# [Provided data]
-.-.-

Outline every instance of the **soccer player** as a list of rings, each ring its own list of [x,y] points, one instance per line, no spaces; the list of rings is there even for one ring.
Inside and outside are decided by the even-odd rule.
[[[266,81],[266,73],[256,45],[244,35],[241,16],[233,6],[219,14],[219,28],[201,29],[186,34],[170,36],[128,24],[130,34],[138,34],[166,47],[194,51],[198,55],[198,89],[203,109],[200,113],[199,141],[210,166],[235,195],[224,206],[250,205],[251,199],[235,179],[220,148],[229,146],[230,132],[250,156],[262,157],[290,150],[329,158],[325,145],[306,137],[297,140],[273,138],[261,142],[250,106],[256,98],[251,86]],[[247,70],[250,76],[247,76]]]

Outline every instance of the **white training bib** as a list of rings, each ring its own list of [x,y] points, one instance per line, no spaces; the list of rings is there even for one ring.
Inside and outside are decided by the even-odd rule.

-.-.-

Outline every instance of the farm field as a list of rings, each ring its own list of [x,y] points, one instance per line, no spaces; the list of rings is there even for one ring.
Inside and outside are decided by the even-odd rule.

-.-.-

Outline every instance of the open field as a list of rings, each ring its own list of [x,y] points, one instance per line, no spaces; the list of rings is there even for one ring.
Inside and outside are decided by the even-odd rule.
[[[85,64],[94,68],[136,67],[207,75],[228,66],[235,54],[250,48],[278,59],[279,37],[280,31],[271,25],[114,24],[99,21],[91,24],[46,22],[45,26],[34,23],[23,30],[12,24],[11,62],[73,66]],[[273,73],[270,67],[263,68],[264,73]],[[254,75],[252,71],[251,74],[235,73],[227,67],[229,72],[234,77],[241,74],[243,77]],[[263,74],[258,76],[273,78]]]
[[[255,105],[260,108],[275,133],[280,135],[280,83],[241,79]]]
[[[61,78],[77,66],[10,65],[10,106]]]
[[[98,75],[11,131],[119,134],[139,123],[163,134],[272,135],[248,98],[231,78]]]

-.-.-

# [Exercise requirements]
Pull out every line of the material above that contains the word "each", and copy those lines in full.

# [Output]
Outline every instance of the **soccer player** as a list of rings, each ring its own list of [x,y] points, one instance per line, no spaces; the list of rings is there even for one ring.
Outline every instance of the **white training bib** as a list of rings, each ring its own list of [x,y] points, one instance per line, no spaces; the list of rings is there even for one ring.
Outline every instance of the farm field as a list of rings, each ring its own list of [x,y] points, one instance per line, no spaces; the list of rings is there even for one ring.
Outline every instance of the open field as a list of rings, each ring its own list of [x,y] points, one instance per line, no spaces; the list of rings is there even for one ring.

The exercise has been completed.